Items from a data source
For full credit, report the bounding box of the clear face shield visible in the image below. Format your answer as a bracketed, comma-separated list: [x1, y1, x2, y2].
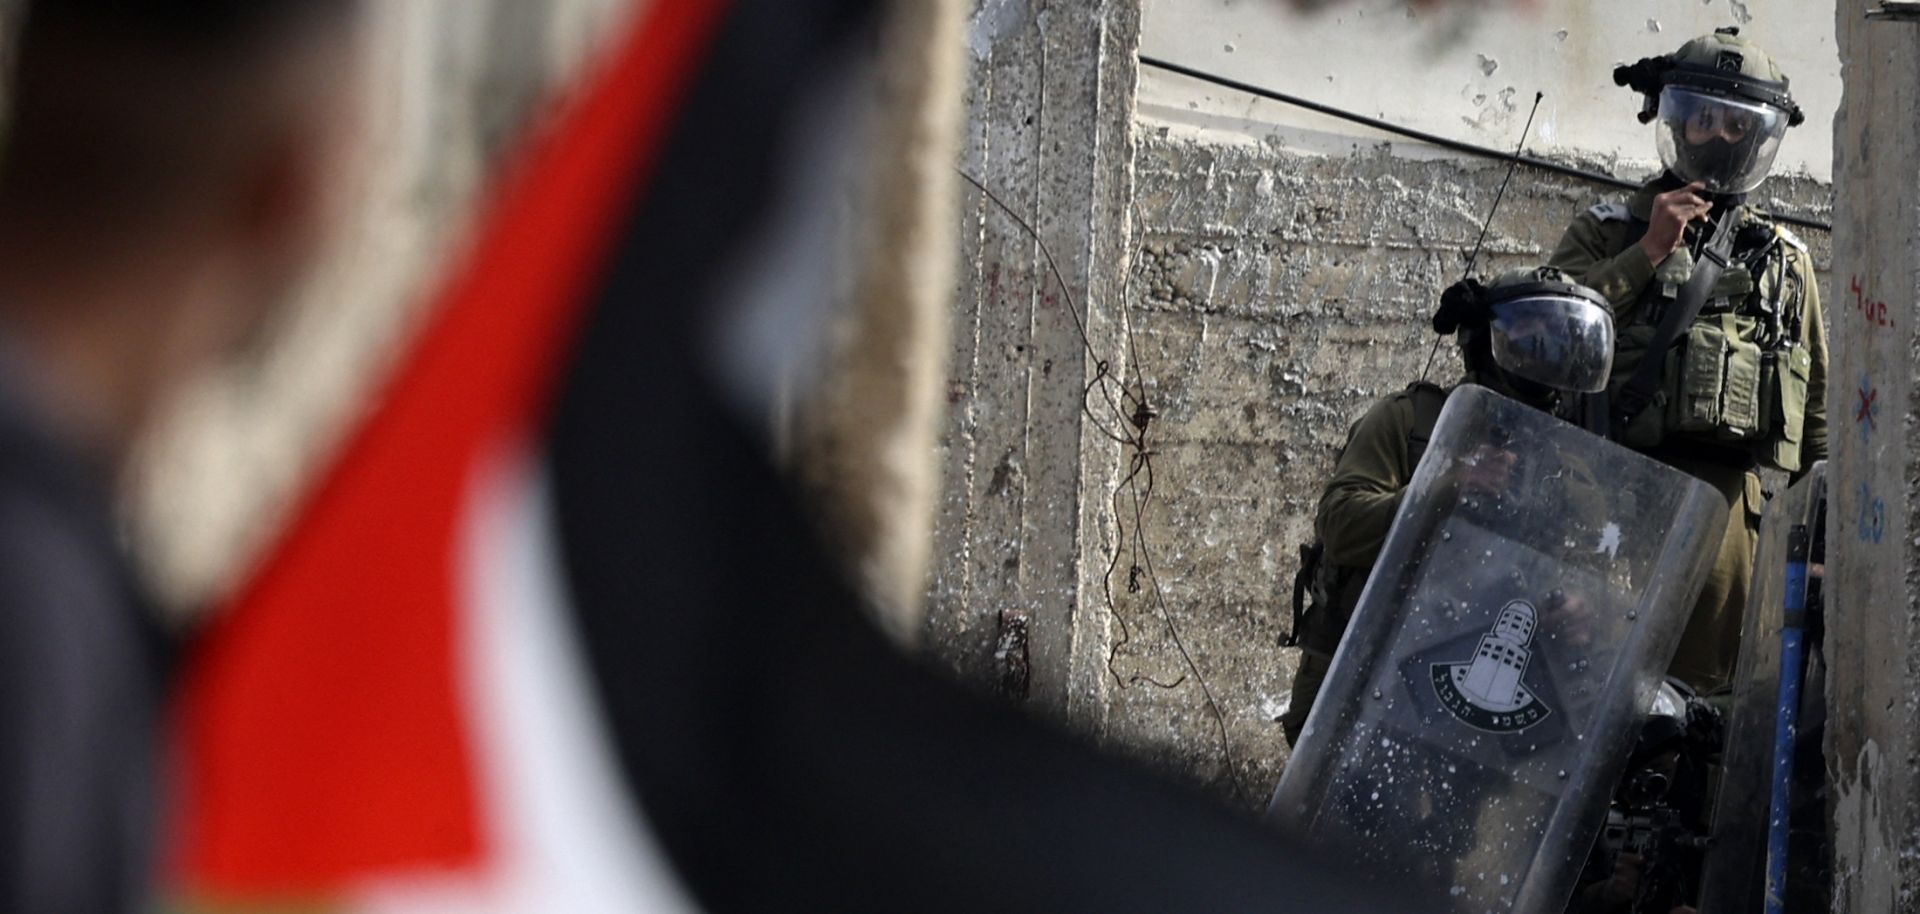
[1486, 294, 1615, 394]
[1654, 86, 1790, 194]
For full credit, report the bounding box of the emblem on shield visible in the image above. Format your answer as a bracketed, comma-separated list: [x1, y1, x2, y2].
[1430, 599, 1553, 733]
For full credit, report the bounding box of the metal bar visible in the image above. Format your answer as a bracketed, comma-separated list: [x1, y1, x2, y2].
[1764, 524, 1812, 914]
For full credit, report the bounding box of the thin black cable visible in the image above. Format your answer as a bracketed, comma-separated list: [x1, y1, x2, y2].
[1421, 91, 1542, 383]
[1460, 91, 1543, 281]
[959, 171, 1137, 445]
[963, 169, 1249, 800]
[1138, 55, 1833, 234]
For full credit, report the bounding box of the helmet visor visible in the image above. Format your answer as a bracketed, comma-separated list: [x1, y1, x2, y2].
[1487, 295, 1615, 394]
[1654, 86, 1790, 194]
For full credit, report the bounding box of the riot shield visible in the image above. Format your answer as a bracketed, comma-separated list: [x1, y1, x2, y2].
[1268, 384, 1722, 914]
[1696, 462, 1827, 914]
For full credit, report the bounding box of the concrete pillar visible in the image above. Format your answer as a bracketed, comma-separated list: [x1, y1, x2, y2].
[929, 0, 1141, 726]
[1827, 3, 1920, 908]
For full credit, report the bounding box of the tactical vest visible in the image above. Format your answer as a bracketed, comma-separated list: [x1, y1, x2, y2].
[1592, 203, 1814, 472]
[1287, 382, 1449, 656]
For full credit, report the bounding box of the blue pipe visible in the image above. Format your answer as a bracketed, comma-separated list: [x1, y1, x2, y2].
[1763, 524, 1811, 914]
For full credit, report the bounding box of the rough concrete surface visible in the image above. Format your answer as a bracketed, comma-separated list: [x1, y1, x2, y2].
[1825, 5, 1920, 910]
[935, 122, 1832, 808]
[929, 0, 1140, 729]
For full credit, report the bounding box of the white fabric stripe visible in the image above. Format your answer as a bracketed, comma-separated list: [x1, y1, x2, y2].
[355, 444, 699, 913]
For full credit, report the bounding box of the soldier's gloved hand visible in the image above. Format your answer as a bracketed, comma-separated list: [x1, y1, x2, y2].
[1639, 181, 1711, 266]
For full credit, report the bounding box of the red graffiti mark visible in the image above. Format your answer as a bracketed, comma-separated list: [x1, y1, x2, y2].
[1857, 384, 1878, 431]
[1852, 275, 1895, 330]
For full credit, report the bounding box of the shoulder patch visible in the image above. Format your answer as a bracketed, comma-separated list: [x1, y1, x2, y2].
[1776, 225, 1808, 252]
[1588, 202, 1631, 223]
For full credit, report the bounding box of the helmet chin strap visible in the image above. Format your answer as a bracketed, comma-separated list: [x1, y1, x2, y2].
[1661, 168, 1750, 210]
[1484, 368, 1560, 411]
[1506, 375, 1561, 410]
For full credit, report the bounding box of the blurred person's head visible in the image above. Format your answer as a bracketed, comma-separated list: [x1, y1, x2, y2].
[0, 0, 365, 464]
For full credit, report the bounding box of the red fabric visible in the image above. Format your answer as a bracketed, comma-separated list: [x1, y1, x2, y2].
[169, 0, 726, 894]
* * *
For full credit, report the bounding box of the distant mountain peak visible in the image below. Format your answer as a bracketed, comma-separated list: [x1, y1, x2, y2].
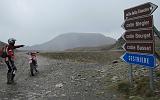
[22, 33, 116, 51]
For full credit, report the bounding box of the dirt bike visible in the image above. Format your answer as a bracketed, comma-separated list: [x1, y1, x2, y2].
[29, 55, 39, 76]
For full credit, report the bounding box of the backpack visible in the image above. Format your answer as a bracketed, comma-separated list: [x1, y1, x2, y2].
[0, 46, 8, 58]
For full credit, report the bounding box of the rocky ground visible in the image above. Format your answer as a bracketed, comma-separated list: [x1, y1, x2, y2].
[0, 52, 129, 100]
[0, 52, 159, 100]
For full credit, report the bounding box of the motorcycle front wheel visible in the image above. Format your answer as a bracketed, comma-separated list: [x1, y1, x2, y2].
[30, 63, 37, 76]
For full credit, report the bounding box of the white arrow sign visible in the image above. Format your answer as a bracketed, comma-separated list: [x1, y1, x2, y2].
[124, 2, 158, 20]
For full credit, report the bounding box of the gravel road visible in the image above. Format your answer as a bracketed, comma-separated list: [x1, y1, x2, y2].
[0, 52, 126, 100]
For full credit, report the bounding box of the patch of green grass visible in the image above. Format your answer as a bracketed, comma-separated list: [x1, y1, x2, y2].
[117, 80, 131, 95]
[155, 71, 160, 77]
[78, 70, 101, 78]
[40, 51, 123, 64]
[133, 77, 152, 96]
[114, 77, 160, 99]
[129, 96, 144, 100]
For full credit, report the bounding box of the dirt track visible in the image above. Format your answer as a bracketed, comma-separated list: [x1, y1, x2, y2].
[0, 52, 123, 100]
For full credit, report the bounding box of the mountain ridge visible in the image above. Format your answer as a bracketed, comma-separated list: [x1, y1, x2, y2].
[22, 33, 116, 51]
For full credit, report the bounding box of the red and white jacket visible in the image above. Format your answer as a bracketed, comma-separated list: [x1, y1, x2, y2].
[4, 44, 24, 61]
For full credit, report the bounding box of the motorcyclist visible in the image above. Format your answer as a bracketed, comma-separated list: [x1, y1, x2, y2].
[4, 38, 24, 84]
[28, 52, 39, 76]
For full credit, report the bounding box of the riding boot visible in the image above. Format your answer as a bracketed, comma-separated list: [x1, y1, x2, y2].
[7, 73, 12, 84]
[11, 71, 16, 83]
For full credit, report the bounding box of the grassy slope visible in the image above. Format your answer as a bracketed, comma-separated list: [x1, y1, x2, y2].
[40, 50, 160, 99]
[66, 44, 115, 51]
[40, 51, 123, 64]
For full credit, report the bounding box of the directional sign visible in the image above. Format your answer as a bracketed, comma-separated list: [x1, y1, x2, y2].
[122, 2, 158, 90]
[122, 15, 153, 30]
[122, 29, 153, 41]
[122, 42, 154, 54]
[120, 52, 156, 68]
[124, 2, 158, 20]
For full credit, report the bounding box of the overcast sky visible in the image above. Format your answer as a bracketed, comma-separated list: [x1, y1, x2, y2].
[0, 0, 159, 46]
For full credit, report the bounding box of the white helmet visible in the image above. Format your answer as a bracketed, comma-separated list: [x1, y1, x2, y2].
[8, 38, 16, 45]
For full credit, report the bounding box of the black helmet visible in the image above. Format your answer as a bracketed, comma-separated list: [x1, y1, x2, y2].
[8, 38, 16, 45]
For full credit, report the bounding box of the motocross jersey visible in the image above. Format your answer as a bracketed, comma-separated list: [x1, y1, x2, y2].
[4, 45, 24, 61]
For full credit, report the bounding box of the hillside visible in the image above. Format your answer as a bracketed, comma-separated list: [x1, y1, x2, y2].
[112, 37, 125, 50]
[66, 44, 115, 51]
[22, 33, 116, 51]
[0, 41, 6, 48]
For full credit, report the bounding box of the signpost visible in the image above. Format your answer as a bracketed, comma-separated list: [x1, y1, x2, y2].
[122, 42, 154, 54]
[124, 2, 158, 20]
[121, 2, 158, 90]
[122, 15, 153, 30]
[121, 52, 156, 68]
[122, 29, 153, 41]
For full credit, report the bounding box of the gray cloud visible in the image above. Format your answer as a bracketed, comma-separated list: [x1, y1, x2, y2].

*WHAT NEEDS TO BE DONE*.
Copy the lines above exactly. Start with the line containing "For full credit, report the bounding box of the riding", end with the line containing "For full credit, report the bounding box of the gray", and include both.

*SOLUTION FOR THIS PROBLEM*.
For full credit, report the bounding box of the riding boot visible in the image above. Format your answer as a bracketed, comma-separated list: [x1, y1, x2, y2].
[7, 73, 12, 84]
[11, 71, 16, 83]
For full credit, report the bounding box of the grassy slope visible in the image above. Format your answer as a bracketed, comma-separated list: [x1, y1, x2, y2].
[40, 50, 160, 99]
[66, 44, 115, 51]
[40, 51, 123, 64]
For full credit, report the bounding box of the directional sign visible in the image above. Format your answer as a bracketed, comma-separated list: [x1, y1, x2, y2].
[122, 2, 158, 90]
[122, 15, 153, 30]
[122, 29, 153, 41]
[122, 42, 154, 54]
[120, 52, 156, 68]
[124, 2, 158, 20]
For full credit, report the bounding box of the overcast sky visible in the image above. Format your answer as a bracketed, comma-separated list: [x1, y1, x2, y2].
[0, 0, 159, 46]
For full credit, report the bounding box of the white helmet visible in the image above. Format your answer as a bracketed, comma-separated list: [x1, y1, x2, y2].
[8, 38, 16, 45]
For full credit, report the bounding box of the black helmet visible in the image above. Format your answer as a bracketed, comma-separated list: [x1, y1, x2, y2].
[8, 38, 16, 45]
For full credit, report the bounding box of the motocross jersey visible in the image above. Format your answer as a bracketed, comma-separated list: [x1, y1, x2, y2].
[4, 45, 24, 61]
For full credit, report the bounding box of the hillside visible in the image above. Format your answer as a bracketed, comma-separated list: [x1, y1, x2, y2].
[112, 37, 125, 50]
[66, 44, 115, 51]
[22, 33, 116, 51]
[0, 41, 6, 48]
For full credit, report the bounding box of the signpost visible in the image above. Format your answer as a bracketed, comma-separated list: [x1, y1, x2, y2].
[122, 42, 154, 54]
[124, 2, 158, 20]
[121, 2, 158, 90]
[122, 15, 153, 30]
[121, 52, 156, 68]
[122, 29, 153, 41]
For full credit, report the bounding box of the gray cloud visible in the image above. Format your answer as a bracketed, comma-separated list: [x1, y1, x2, y2].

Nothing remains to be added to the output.